Data supplied:
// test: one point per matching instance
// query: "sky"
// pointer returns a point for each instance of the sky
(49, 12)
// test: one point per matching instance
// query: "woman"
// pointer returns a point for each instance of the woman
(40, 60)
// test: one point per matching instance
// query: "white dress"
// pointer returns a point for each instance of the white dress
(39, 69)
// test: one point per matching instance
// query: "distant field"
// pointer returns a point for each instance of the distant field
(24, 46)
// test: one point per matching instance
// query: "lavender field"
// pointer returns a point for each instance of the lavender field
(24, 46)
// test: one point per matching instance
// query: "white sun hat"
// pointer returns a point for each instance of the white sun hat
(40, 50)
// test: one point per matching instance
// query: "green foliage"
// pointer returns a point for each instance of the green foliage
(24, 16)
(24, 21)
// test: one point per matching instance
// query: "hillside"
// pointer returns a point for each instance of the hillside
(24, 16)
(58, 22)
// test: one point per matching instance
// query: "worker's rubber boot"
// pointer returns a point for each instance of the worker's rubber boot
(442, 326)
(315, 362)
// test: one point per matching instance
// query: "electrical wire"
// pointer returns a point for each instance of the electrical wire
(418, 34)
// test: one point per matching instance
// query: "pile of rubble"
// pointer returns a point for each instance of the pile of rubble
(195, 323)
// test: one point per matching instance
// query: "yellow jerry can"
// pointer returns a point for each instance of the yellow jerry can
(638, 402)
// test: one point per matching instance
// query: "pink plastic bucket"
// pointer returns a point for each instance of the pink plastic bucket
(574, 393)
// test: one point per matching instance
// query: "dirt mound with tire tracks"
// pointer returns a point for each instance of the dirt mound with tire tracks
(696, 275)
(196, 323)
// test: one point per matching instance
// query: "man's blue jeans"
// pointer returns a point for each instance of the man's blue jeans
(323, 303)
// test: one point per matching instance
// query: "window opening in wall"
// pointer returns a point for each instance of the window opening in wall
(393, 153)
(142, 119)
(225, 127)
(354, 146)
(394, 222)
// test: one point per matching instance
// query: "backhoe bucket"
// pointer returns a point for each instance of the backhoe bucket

Prompt: Take every line from the data that includes the word "backhoe".

Result below:
// query: "backhoe bucket"
// pointer returns a point for each instance of the backhoe bucket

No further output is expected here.